● To be done
Pick out each line in the records below that contains the word "wooden", and copy those lines in full.

* * *

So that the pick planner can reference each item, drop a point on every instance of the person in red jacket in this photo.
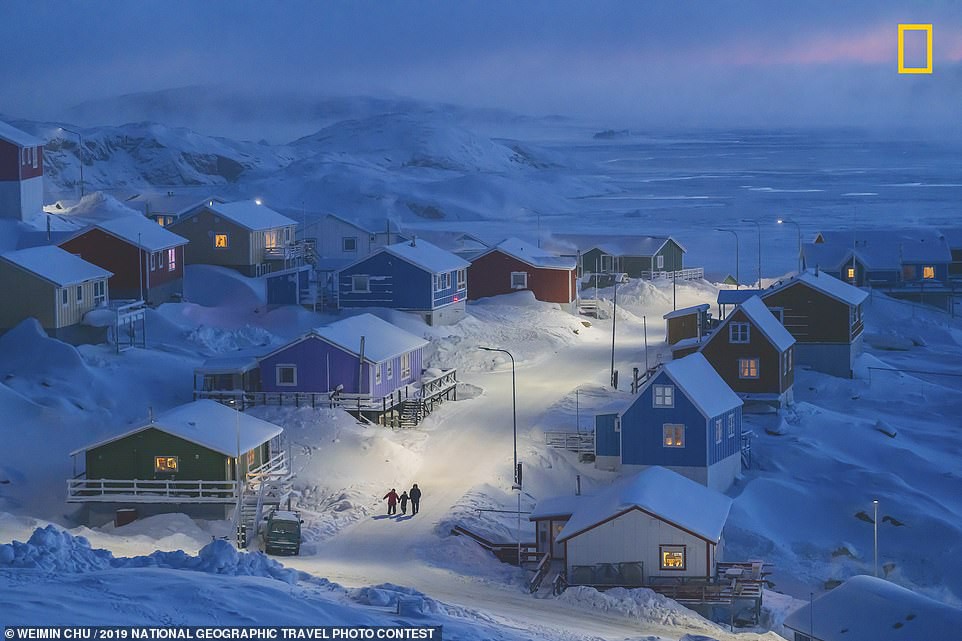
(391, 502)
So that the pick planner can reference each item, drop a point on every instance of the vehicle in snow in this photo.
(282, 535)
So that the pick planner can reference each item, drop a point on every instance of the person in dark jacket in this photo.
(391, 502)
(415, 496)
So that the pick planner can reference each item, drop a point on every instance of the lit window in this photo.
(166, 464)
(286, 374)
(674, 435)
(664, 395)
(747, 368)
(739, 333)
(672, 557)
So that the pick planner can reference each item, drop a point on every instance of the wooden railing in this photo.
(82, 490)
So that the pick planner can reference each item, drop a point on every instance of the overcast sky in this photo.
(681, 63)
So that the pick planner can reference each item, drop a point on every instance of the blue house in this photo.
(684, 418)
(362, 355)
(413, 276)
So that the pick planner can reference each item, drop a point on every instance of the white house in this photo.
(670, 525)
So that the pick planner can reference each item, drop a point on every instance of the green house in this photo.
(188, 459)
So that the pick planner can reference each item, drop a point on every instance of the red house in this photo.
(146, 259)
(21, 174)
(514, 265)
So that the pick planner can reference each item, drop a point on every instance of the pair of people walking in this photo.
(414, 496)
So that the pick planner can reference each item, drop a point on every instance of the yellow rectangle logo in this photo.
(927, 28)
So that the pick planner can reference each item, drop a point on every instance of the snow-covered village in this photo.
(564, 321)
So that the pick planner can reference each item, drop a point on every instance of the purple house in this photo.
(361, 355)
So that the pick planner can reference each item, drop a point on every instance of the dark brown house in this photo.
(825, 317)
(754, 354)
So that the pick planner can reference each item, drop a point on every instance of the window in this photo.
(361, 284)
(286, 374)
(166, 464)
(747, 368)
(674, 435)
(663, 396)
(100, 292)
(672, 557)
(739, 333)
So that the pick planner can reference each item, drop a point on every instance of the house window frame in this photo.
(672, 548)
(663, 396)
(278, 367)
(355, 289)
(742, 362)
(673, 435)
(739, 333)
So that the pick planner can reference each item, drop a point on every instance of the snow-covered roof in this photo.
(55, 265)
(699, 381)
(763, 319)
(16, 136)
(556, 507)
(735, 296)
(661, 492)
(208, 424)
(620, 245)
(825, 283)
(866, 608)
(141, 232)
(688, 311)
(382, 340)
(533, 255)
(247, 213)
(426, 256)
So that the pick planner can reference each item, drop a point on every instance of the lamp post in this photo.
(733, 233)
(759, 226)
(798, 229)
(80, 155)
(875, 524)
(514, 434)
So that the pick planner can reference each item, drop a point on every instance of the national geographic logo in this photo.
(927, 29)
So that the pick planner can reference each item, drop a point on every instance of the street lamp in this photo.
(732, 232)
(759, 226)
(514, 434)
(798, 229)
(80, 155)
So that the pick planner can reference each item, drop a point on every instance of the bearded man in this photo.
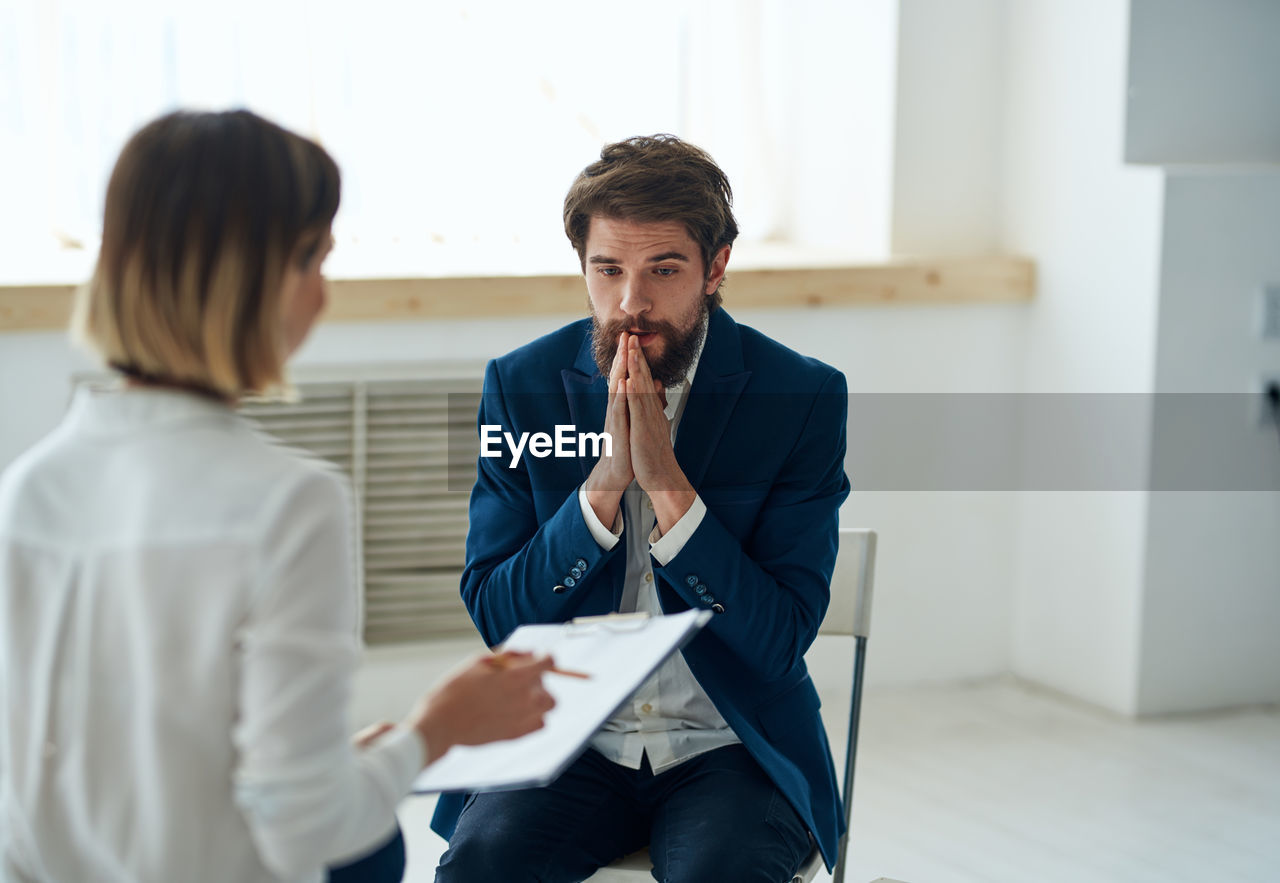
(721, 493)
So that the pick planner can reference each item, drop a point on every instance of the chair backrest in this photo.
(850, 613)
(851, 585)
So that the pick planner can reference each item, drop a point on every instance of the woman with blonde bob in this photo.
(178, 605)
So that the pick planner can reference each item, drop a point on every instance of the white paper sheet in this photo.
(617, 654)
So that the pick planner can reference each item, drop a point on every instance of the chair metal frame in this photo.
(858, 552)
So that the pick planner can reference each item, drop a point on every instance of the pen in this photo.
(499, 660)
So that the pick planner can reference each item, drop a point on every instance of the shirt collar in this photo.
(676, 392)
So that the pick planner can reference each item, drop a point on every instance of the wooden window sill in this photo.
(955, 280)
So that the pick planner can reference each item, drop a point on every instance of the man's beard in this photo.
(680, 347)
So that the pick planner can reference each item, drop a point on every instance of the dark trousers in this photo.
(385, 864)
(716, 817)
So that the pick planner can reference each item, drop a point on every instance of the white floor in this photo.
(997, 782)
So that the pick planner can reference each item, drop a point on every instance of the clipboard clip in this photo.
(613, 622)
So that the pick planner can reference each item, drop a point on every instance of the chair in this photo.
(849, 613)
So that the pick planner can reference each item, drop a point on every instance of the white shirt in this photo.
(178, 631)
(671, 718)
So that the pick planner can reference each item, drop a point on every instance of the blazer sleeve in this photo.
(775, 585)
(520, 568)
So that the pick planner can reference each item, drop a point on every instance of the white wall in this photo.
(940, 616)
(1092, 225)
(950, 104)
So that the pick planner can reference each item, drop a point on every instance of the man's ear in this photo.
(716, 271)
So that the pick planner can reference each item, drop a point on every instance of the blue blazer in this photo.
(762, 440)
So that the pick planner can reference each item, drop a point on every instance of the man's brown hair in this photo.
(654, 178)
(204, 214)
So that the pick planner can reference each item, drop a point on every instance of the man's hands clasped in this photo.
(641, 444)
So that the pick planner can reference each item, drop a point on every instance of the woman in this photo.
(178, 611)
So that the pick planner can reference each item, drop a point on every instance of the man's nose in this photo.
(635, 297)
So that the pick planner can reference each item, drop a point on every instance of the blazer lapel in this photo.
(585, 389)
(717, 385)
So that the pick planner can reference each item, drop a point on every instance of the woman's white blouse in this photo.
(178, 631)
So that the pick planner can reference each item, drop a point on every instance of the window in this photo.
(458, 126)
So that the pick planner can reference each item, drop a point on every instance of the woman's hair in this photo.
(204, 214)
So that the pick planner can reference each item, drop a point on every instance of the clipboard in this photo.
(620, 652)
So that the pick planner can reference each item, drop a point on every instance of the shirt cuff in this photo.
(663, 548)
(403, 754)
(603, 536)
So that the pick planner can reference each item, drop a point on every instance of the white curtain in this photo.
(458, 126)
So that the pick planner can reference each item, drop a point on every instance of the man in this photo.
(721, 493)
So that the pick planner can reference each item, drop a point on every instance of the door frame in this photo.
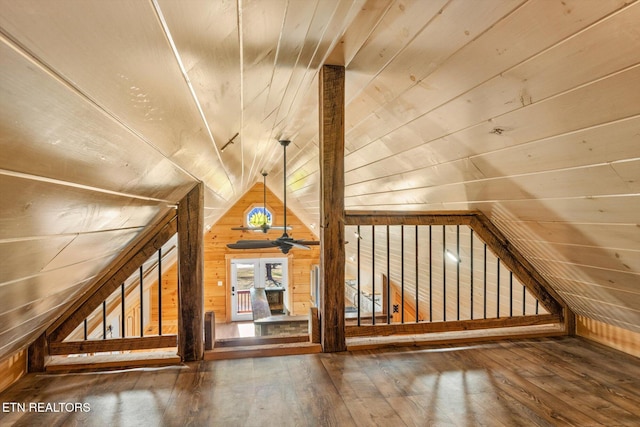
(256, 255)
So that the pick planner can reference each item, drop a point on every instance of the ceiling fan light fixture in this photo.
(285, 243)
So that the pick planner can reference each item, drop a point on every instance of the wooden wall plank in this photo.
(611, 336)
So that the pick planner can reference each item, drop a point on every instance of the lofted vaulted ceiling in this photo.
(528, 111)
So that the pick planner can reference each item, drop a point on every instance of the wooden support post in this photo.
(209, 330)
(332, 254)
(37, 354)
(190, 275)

* * *

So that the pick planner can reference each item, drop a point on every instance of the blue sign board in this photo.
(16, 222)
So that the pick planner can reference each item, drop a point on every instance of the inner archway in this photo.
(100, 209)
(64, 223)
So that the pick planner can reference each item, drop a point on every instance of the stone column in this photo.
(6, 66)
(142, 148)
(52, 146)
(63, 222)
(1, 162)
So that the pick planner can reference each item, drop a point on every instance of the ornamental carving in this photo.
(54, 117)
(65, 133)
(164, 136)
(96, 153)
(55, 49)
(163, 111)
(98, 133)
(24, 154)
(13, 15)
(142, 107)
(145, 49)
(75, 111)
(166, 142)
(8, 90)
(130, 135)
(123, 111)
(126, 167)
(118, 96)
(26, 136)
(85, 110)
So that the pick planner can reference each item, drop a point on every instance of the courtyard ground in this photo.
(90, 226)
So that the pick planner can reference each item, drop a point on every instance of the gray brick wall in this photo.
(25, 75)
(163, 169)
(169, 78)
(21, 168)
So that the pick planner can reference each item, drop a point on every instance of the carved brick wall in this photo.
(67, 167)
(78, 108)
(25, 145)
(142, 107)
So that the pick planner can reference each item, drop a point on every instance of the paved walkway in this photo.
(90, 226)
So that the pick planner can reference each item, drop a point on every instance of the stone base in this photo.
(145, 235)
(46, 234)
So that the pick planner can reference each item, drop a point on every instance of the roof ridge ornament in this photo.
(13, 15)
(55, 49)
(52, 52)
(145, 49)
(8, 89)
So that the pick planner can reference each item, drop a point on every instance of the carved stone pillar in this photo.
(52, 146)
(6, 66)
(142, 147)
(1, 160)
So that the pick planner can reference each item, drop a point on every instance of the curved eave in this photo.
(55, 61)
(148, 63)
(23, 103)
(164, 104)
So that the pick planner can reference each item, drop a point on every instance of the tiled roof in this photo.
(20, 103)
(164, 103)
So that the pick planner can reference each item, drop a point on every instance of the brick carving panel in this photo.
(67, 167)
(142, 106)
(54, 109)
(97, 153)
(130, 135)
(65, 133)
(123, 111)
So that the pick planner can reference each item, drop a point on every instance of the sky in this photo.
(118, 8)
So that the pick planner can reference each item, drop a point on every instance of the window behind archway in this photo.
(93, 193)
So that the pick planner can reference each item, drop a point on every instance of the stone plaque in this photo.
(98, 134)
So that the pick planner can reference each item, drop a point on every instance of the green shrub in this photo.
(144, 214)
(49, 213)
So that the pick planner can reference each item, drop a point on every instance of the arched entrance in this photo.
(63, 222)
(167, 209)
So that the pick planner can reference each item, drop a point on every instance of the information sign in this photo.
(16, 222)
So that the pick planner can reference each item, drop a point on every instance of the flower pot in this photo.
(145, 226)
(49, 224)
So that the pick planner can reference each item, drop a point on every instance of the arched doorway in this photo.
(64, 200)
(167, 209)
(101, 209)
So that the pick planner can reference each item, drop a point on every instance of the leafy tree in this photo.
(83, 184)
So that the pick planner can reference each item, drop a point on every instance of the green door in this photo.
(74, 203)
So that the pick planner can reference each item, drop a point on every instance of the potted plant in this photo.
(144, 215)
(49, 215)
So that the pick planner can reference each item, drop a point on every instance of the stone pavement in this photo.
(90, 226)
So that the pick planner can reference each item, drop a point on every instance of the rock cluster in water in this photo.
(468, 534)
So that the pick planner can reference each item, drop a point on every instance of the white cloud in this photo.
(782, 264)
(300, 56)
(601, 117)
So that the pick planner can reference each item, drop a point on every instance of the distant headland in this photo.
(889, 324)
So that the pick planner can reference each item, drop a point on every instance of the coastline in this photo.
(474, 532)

* * *

● Written reply
So that the pick planner can reference each item, drop a point on every instance of the wooden railing in this photo.
So that the pick planner can reference each item, drop a point on every instance of the wooden window sill in this photo.
So that the pick planner can reference each item, drop a point on every instance of the wooden wall plank in this photo.
So that the pick planner can reference each item, drop a point on every instance of the wooden support post in this photo.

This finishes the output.